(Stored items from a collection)
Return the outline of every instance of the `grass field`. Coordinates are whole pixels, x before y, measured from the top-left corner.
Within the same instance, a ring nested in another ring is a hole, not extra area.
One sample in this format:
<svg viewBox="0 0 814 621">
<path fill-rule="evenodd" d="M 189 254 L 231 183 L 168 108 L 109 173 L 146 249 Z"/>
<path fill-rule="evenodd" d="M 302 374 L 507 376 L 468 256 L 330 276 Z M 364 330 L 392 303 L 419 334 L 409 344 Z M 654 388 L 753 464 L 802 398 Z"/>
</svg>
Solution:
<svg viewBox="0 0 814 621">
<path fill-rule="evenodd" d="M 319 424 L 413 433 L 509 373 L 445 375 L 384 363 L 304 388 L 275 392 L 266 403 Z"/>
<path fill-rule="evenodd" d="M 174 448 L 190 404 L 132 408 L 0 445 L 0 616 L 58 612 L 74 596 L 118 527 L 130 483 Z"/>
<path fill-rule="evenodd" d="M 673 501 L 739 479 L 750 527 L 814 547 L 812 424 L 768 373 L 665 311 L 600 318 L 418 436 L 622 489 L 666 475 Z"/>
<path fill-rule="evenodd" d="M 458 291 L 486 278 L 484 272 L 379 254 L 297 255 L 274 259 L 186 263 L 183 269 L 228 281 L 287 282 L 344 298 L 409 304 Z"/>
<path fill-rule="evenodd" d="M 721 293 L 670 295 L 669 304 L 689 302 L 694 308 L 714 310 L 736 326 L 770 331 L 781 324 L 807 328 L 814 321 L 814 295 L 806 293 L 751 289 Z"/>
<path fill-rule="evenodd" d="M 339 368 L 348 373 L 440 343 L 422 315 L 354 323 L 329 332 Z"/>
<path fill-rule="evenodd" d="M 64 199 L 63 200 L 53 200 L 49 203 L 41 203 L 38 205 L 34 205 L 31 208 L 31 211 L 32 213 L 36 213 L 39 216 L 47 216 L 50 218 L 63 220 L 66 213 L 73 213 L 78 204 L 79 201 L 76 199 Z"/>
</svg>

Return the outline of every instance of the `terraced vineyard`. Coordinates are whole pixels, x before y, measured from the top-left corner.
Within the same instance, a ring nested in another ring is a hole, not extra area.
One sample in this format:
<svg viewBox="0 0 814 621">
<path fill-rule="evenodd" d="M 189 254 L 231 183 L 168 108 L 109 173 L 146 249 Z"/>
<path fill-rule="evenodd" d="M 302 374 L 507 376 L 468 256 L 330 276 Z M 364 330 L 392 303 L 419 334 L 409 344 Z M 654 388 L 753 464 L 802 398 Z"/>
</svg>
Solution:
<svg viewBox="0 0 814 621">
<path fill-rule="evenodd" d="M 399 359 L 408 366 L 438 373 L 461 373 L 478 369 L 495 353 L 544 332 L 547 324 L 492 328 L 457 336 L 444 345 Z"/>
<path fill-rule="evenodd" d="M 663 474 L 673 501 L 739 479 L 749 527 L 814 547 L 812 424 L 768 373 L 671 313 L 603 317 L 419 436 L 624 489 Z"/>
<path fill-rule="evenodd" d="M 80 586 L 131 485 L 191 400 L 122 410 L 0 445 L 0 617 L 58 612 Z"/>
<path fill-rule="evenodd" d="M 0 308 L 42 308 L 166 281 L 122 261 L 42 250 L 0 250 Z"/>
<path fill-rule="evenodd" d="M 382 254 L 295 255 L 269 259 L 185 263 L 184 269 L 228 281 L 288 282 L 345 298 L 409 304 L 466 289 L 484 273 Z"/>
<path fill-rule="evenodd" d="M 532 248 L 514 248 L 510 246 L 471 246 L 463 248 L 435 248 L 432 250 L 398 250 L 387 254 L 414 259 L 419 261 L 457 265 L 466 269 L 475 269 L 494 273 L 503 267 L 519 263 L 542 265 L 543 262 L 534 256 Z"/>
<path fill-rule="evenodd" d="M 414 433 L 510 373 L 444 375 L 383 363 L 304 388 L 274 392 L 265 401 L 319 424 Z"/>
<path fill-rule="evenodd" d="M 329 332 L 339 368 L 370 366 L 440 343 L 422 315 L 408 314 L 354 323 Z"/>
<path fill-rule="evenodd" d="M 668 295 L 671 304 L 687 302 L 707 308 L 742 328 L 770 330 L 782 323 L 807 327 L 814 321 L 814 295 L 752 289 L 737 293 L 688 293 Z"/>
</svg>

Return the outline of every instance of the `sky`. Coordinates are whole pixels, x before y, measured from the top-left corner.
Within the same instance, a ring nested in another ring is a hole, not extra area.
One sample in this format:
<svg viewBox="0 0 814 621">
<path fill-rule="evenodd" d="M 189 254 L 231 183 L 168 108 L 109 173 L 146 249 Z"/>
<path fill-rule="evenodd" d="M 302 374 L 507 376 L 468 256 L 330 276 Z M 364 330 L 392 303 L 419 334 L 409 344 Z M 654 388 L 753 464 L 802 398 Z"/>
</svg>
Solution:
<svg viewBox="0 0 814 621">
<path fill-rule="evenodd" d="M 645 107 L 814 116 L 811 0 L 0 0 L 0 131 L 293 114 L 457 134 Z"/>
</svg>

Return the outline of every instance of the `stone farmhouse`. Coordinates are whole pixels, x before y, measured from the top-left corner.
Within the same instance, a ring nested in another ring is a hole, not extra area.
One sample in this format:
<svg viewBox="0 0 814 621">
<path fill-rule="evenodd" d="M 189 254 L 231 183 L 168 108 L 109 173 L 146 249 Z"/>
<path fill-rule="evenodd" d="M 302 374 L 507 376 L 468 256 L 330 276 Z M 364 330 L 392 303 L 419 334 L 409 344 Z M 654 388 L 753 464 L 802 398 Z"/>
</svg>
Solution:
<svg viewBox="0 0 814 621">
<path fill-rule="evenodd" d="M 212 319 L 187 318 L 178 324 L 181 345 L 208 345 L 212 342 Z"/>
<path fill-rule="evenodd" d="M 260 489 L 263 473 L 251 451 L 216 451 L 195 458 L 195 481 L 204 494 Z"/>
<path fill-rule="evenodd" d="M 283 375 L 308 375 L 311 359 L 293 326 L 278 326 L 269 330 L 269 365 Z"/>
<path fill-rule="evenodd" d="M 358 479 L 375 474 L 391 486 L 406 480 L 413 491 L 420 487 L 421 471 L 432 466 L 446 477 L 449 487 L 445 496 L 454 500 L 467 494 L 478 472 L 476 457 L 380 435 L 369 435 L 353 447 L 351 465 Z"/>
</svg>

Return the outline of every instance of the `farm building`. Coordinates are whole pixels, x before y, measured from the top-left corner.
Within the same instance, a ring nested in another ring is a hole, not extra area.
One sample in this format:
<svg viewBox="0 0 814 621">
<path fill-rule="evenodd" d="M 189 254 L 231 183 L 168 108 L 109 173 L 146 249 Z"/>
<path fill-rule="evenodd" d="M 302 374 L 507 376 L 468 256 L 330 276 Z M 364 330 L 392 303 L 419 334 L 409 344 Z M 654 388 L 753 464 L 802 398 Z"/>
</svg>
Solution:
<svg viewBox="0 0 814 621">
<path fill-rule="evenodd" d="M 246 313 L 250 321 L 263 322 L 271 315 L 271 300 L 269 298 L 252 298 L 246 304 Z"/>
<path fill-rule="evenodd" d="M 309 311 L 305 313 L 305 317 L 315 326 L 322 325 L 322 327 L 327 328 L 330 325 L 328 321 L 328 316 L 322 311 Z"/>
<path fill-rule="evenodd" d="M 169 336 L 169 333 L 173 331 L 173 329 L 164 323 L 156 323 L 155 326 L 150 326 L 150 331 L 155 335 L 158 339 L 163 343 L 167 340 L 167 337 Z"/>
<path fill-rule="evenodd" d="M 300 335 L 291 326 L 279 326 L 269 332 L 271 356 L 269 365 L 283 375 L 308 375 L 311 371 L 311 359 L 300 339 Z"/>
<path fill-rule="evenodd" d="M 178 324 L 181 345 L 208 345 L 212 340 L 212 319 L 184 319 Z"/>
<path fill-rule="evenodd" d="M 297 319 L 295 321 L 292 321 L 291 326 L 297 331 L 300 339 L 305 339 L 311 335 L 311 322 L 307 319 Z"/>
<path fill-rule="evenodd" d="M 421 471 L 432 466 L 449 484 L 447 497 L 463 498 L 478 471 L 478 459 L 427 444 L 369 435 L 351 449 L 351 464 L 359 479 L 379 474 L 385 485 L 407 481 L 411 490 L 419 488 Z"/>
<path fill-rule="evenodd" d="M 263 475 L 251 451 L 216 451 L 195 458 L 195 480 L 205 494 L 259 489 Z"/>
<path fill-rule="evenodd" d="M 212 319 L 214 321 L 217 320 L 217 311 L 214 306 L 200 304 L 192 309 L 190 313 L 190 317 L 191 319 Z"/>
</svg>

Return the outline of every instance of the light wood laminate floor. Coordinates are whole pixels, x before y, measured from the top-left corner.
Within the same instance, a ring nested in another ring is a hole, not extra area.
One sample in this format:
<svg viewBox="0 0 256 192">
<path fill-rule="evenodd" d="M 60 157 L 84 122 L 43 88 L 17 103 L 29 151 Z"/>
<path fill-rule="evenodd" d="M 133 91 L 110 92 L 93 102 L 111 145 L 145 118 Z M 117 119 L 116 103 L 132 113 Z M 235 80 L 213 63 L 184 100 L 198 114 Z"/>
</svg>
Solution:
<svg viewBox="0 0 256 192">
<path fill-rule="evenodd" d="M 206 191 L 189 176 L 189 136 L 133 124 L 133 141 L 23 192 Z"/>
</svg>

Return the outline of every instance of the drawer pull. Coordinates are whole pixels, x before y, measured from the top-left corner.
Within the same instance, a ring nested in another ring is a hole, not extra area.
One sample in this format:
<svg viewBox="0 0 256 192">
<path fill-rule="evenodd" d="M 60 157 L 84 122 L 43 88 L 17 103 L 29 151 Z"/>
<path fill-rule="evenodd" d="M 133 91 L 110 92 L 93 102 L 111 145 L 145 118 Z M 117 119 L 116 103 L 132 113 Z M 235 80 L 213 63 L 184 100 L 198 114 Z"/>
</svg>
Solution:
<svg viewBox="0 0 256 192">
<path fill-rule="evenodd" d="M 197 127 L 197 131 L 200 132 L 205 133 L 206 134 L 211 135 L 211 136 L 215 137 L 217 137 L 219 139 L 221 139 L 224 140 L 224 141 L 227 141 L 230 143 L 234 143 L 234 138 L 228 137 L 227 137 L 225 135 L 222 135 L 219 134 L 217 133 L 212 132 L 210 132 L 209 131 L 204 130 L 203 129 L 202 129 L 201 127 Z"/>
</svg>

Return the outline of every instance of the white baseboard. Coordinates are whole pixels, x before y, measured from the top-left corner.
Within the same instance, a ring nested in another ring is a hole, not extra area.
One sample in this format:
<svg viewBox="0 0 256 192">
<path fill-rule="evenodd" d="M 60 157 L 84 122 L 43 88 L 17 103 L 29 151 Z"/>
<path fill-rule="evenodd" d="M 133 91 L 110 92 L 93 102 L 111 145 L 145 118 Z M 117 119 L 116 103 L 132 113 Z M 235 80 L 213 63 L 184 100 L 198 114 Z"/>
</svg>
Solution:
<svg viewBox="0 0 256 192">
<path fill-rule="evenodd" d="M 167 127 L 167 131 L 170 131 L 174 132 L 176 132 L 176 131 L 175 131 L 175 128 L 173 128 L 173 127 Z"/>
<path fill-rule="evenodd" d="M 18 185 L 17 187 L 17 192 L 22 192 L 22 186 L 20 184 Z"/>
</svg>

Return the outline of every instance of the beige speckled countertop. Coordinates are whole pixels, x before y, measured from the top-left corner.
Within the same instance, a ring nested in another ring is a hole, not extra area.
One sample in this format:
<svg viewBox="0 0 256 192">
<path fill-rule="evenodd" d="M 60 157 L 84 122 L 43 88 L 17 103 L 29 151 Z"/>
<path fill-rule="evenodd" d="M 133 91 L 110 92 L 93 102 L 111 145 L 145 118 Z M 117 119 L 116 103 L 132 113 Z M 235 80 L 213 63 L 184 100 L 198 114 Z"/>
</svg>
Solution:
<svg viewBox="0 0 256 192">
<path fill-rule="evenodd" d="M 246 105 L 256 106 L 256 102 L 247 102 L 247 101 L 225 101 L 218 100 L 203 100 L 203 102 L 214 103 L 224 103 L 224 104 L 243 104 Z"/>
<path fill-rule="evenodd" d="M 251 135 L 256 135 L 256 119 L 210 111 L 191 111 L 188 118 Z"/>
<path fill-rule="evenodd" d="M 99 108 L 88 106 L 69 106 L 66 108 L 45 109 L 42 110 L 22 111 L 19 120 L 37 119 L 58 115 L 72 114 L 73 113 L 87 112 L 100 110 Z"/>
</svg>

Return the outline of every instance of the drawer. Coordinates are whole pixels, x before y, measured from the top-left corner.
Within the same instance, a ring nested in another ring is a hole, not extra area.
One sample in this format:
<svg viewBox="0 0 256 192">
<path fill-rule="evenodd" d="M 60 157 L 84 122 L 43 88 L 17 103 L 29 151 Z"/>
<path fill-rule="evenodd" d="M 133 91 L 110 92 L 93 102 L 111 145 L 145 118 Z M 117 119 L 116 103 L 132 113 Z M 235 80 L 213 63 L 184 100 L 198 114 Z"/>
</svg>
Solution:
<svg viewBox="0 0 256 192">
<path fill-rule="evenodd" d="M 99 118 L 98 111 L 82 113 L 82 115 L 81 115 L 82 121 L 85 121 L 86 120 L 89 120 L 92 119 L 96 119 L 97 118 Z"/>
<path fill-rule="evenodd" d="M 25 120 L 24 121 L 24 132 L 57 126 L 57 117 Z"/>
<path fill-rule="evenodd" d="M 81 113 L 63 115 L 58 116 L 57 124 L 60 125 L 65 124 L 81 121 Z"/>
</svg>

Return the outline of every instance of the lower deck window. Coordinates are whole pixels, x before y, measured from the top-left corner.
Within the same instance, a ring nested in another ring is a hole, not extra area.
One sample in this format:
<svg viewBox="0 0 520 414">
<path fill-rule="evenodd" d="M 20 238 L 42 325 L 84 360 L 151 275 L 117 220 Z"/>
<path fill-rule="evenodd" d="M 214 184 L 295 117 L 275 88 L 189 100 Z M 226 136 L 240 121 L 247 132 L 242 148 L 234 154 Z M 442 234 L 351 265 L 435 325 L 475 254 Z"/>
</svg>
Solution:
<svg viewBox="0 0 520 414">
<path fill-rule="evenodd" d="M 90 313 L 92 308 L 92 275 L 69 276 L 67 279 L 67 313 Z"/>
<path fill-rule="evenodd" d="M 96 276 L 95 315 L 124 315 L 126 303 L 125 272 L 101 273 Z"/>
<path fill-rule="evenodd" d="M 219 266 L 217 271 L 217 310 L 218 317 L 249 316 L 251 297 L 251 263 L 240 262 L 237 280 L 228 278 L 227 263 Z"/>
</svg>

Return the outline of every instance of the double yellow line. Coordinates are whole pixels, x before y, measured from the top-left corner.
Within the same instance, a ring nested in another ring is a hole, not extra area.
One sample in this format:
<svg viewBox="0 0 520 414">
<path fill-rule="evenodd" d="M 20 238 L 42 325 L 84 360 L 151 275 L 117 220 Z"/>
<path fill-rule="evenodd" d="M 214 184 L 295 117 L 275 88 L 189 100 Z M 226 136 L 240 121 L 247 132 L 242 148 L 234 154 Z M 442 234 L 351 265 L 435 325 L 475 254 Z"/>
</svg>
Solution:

• [Set problem]
Put the lines into a numbered list, skipping blank lines, starting at the first line and ending at the line that contains "319 424 L 413", with both of those lines included.

• [Solution to the exercise]
1. Return the outline of every instance of the `grass field`. Coordinates are whole pixels, x before y, measured from the top-left corner.
2. Within the same instance, a ring nested in another ring is a hole, not extra area.
3. One sample in this format:
4. <svg viewBox="0 0 814 621">
5. <path fill-rule="evenodd" d="M 189 254 L 231 183 L 168 108 L 109 173 L 146 249 Z"/>
6. <path fill-rule="evenodd" d="M 302 374 L 507 376 L 468 256 L 330 276 Z M 364 330 L 392 303 L 419 334 L 409 344 Z M 654 388 L 753 464 L 802 398 Z"/>
7. </svg>
8. Solution:
9. <svg viewBox="0 0 814 621">
10. <path fill-rule="evenodd" d="M 319 424 L 413 433 L 509 373 L 445 375 L 384 363 L 304 388 L 275 392 L 266 403 Z"/>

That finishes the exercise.